Reproduce the lines of the listing starting at the line containing "Every train door" and ending at the close of the listing, changing "padding" to "margin" and leaving everything else unchanged.

────

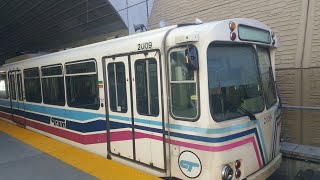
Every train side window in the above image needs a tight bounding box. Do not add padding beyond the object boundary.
[0,73,8,99]
[9,74,17,100]
[17,73,23,101]
[107,62,128,113]
[24,68,42,103]
[66,60,100,110]
[135,59,159,116]
[169,48,199,120]
[41,65,65,106]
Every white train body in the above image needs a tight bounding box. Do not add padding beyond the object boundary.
[0,19,281,179]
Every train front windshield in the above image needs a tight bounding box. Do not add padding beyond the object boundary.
[207,44,276,122]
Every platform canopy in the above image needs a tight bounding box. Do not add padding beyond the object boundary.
[0,0,127,64]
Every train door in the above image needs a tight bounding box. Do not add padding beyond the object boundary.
[104,52,165,169]
[9,71,26,127]
[130,52,165,169]
[104,56,134,160]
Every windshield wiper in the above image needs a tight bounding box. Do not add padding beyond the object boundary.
[218,96,257,121]
[224,99,257,120]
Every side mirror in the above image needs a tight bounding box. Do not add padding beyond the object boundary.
[185,46,199,70]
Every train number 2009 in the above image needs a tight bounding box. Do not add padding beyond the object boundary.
[138,42,152,51]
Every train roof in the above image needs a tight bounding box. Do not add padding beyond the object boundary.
[2,18,271,67]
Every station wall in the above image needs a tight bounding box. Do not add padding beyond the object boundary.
[149,0,320,146]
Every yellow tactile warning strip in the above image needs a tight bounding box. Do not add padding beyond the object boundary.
[0,119,159,180]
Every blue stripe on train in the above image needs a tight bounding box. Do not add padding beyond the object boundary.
[0,101,265,163]
[0,103,107,133]
[0,100,106,121]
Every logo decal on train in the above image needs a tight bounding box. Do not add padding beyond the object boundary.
[50,117,67,128]
[178,151,202,178]
[263,114,272,124]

────

### WRITTEN REPLY
Every train door in the above image needs a tight bounding box. Do not add margin beyond the object boundary.
[104,52,165,169]
[9,71,26,127]
[130,52,165,169]
[104,56,134,160]
Every windshield wiper in the above image needs a tight bounding box. Do not add margin beyond the object boundary.
[218,96,257,121]
[224,99,257,120]
Every side mirror in the above image needs a tight bounding box. Do not add margin beyond the object boundary.
[185,46,199,70]
Every train number 2009 in the above image needs a tight bounding box. Do not add margin beyond the object boundary.
[138,42,152,51]
Every train roof in the above image needs a tight bounding box. Do not add margin beyond the object boundary.
[2,18,271,67]
Every station wall in the above image needs a tight bounding box. Do not add margin beyond the object boundary.
[149,0,320,146]
Every yellow tactile warning strip in the above image needs a tight bounding box. Do not add margin beyond the object boundary.
[0,119,159,180]
Every blue stripe on train in the above image needs a tight bounding box. Do not add margin beyond the object boundary.
[0,101,265,163]
[0,103,107,133]
[0,100,106,121]
Every logo decal on train in the above image needs a tight bounding box. Do not add margin beyond the object boundary.
[50,117,67,128]
[178,151,202,178]
[263,114,272,124]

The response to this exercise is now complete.